* [Aufgabe 1]:
Beantworten Sie die folgenden Fragen zum Lesetext, und kennzeichnen Sie Ihre Antworten ebenfalls mit (a), (b) und (c).
(a) Wie viel Prozent der Radwege in Berlin sind frei von blauen Schildern?
(b) Seit wie vielen Jahren ist die Änderung in Kraft?
(c) Wessen Sache ist es laut Christian Marten, für die Anwendung der Regelung im Sinne des Gesetzgebers zu sorgen?
* [Aufgabe 2]: Geben Sie aus dem Lesetext alles von "Letztlich kann nicht" bis hinunter zu "Gesetzgebers Anwendung findet." wortgetreu wieder.
* [Aufgabe 3]: Fassen Sie den Lesetext in zwei Sätzen zusammen.

* [Lesetext]:
# # # #

Christian Marten (stellv. Petent): An Herrn Storjohann.

Kersten Naumann (Vorsitzende P, DIE LINKE): Ja.

Christian Marten (stellv. Petent): Sie nannten, dass in Berlin 75% der Radwege frei von blauen Schildern sind. Berlin ist in dem Fall eine Ausnahme. Das hat auch damit zu tun, dass in Berlin früh angefangen wurde, vor das Verwaltungsgericht zu gehen und illegal angeordnete Benutzungspflichten weg zu klagen. Die Stadt Berlin hat darauf reagiert, indem sie freiwillig viele Radwegbenutzungspflichten entfernt hat, wo sie nicht nachweislich der Verkehrssicherheit dienen. In anderen Städten sieht das anders aus. Es gibt etliche Städte, in denen die Benutzungspflicht der Regelfall ist. Berlin ist hier Ausnahmefall, eben bedingt durch die Mündigkeit der Bürger, frühzeitig geklagt zu haben.

Letztlich kann nicht die Frage sein: Welche Argumente sprechen für eine Abschaffung der Radwegbenutzungspflicht? Eigentlich muss die Frage sein: Was spricht für eine Radwegbenutzungspflicht? Die Radwegbenutzungspflicht ist eine Einschränkung des fließenden Verkehrs, die, wie Sie richtig sagten, im Einzelfall nachgewiesen werden muss. Die Änderung ist jetzt seit acht Jahren in Kraft, und es zeigt sich eben, diese gesetzliche Regelung wird nicht so angewandt, wie sie gedacht ist. Darum ist es Sache des Bundes, dafür zu sorgen, dass die Regelung so im Sinne des Gesetzgebers Anwendung findet.

Kersten Naumann (Vorsitzende P, DIE LINKE): Danke schön Herr Marten. Ich sehe keine weiteren … Herr Storjohann, bitte.

# # # #

* [Vorliegende Datensätze]:
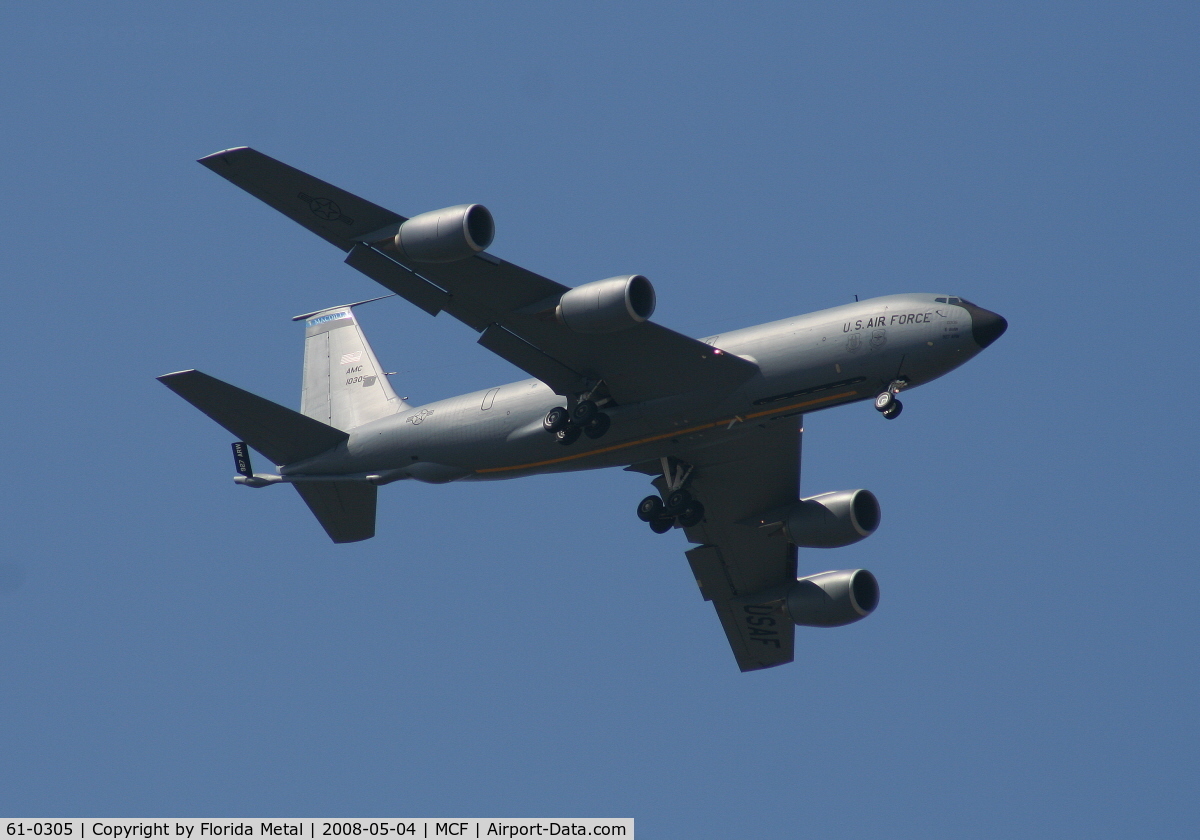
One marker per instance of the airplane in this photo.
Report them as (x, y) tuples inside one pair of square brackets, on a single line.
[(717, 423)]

# # # #

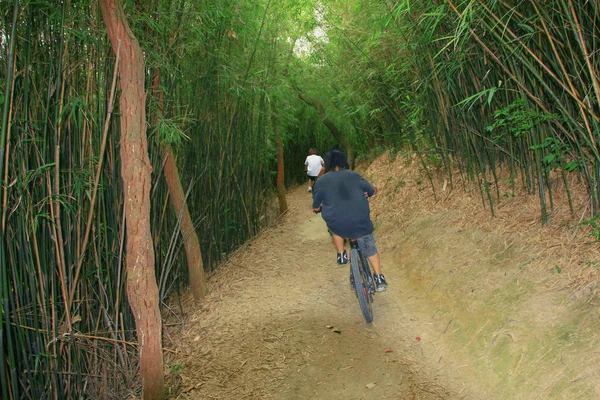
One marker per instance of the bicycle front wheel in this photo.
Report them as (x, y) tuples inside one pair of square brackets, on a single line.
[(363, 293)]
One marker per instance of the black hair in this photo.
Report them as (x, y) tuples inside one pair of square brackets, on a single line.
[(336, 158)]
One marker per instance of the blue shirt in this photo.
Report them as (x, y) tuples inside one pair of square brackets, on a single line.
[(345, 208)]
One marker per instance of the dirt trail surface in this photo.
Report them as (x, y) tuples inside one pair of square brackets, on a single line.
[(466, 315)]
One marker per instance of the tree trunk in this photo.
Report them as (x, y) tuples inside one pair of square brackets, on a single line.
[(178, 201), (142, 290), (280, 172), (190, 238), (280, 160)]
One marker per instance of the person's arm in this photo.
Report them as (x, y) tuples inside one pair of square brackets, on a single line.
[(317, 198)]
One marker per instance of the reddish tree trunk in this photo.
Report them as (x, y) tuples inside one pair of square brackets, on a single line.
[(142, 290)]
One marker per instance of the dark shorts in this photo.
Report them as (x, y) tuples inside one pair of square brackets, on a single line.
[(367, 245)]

# # # #

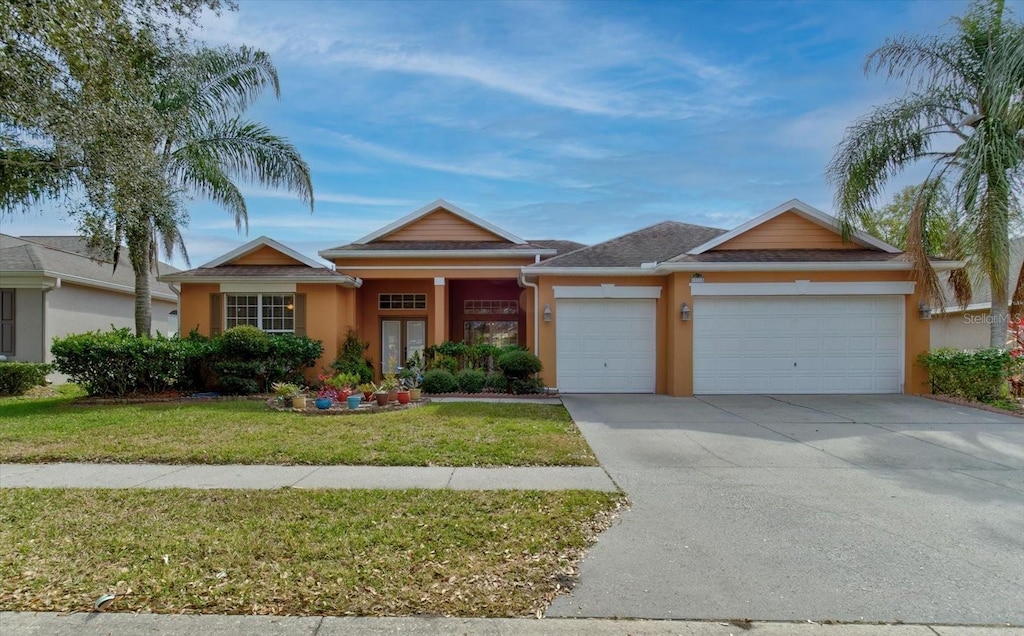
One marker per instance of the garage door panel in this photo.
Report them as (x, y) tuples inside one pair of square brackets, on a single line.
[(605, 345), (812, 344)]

# # # #

* [Antwort 1]:
(a) 75 %
(b) Seit acht Jahren
(c) Sache des Bundes

* [Antwort 2]:
Letztlich kann nicht die Frage sein: Welche Argumente sprechen für eine Abschaffung der Radwegbenutzungspflicht? Eigentlich muss die Frage sein: Was spricht für eine Radwegbenutzungspflicht? Die Radwegbenutzungspflicht ist eine Einschränkung des fließenden Verkehrs, die, wie Sie richtig sagten, im Einzelfall nachgewiesen werden muss. Die Änderung ist jetzt seit acht Jahren in Kraft, und es zeigt sich eben, diese gesetzliche Regelung wird nicht so angewandt, wie sie gedacht ist. Darum ist es Sache des Bundes, dafür zu sorgen, dass die Regelung so im Sinne des Gesetzgebers Anwendung findet.

* [Antwort 3]: Christian Marten entgegnet Herrn Storjohann, Berlin sei mit 75 % Radwegen ohne blaue Schilder eine Ausnahme, weil dort früh gegen illegal angeordnete Benutzungspflichten geklagt worden sei und die Stadt daraufhin viele davon freiwillig entfernt habe. Da die seit acht Jahren geltende Regelung nicht so angewandt werde, wie sie gedacht sei, sieht er den Bund in der Pflicht, ihre Anwendung im Sinne des Gesetzgebers sicherzustellen.